▸ **Task directions**:
Edit the records below by changing every "exists" to "appears" and leaving everything else as it is. Give back the edited records without the pictures.

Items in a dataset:
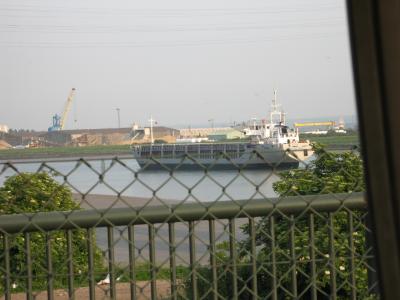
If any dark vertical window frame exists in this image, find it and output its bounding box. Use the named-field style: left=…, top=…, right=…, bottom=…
left=347, top=0, right=400, bottom=299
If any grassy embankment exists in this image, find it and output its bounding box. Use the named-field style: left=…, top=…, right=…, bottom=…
left=300, top=134, right=360, bottom=146
left=0, top=145, right=131, bottom=160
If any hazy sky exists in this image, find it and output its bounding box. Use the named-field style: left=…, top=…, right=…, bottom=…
left=0, top=0, right=355, bottom=130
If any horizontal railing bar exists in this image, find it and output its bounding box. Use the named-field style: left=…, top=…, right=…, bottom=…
left=0, top=143, right=360, bottom=164
left=0, top=193, right=366, bottom=233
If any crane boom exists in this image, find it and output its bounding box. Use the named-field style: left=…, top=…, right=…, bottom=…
left=60, top=88, right=75, bottom=130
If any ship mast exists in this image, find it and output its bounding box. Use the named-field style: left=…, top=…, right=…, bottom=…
left=270, top=89, right=285, bottom=125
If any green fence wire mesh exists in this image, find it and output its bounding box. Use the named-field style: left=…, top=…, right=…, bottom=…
left=0, top=148, right=379, bottom=299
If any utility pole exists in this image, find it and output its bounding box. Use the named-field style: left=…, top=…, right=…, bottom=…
left=149, top=116, right=155, bottom=144
left=208, top=119, right=214, bottom=131
left=116, top=107, right=121, bottom=128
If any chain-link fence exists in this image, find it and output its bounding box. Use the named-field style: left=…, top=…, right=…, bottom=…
left=0, top=148, right=378, bottom=299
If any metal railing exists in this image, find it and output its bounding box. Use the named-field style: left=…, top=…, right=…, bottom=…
left=0, top=149, right=378, bottom=299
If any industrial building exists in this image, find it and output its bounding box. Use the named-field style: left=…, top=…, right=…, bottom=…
left=208, top=128, right=245, bottom=141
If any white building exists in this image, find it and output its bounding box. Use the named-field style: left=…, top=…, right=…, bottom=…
left=0, top=124, right=10, bottom=133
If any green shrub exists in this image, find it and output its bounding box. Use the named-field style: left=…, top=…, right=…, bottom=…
left=185, top=145, right=374, bottom=299
left=0, top=172, right=104, bottom=290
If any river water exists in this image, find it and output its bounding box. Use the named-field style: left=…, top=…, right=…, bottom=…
left=0, top=159, right=279, bottom=264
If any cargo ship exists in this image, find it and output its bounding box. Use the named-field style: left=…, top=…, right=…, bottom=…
left=132, top=91, right=313, bottom=170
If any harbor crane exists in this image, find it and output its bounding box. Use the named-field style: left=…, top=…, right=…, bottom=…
left=48, top=88, right=75, bottom=131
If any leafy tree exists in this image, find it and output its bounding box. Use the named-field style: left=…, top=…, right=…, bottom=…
left=186, top=145, right=371, bottom=299
left=0, top=172, right=103, bottom=291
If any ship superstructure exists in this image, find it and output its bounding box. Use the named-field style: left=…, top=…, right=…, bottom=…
left=133, top=91, right=312, bottom=170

▸ **Final result**:
If any dark vertical window frame appears in this image, find it and output its bounding box. Use the named-field style: left=…, top=…, right=…, bottom=…
left=347, top=0, right=400, bottom=299
If any grassy embankment appears in this image, find it and output its bounding box. Use the named-field style: left=…, top=…, right=…, bottom=…
left=300, top=134, right=360, bottom=146
left=0, top=145, right=131, bottom=160
If any hazy sky appears in this image, find it and output its bounding box. Use the named-field style: left=…, top=…, right=…, bottom=…
left=0, top=0, right=355, bottom=130
If any horizontal railing bar appears in this image, find it and output its bounding box. Use the named-field style: left=…, top=…, right=…, bottom=…
left=0, top=143, right=360, bottom=164
left=0, top=193, right=366, bottom=233
If any crane boom appears in this image, find it and output its bounding box. Use the named-field style: left=…, top=…, right=…, bottom=…
left=60, top=88, right=75, bottom=130
If any ship mast appears in this image, find it and output its bounding box. Use the named-field style: left=…, top=…, right=…, bottom=…
left=270, top=89, right=285, bottom=125
If any green fence wire mesh appears in this image, find it and output its bounding box. Use the named-field style: left=…, top=…, right=…, bottom=…
left=0, top=148, right=379, bottom=299
If any utility pole appears in this image, find it and output its bounding box. Use the named-field style: left=…, top=…, right=…, bottom=…
left=149, top=116, right=155, bottom=144
left=208, top=119, right=214, bottom=131
left=116, top=107, right=121, bottom=128
If any chain-link fence appears in this image, find it and output its bounding box. Use the named-field style: left=…, top=…, right=…, bottom=…
left=0, top=148, right=378, bottom=299
If any metal railing appears in this image, find it and output its bounding box. Use the named-field style: left=…, top=…, right=…, bottom=…
left=0, top=149, right=378, bottom=299
If any industrial building appears in this image, find it and output its bounding box. Use the named-field style: left=…, top=…, right=…, bottom=…
left=208, top=128, right=245, bottom=141
If any white building appears in this image, find it and output its bounding box. Use the named-field style: left=…, top=…, right=…, bottom=…
left=0, top=124, right=10, bottom=133
If any green shrub appears in this image, find it and output its bounding box. Use the named-field style: left=…, top=…, right=…, bottom=…
left=185, top=145, right=374, bottom=299
left=0, top=172, right=104, bottom=290
If any river water appears in this image, find it and output its bounding box. Use the named-field style: left=…, top=…, right=…, bottom=…
left=0, top=159, right=279, bottom=264
If any cargo ship appears in this image, find it and output its bounding box. Use the named-field style: left=…, top=…, right=…, bottom=…
left=132, top=91, right=313, bottom=170
If any harbor crane appears in this image, find it and output its bounding box. Use the named-field style: left=…, top=…, right=…, bottom=…
left=48, top=88, right=75, bottom=131
If any leafy tree appears in this image, find it and output its bounding box. Use the named-field style: left=…, top=…, right=…, bottom=…
left=186, top=145, right=371, bottom=299
left=0, top=172, right=103, bottom=291
If any ship superstructure appears in this image, find it and output its bounding box. Use the named-field style: left=…, top=…, right=…, bottom=…
left=133, top=91, right=312, bottom=170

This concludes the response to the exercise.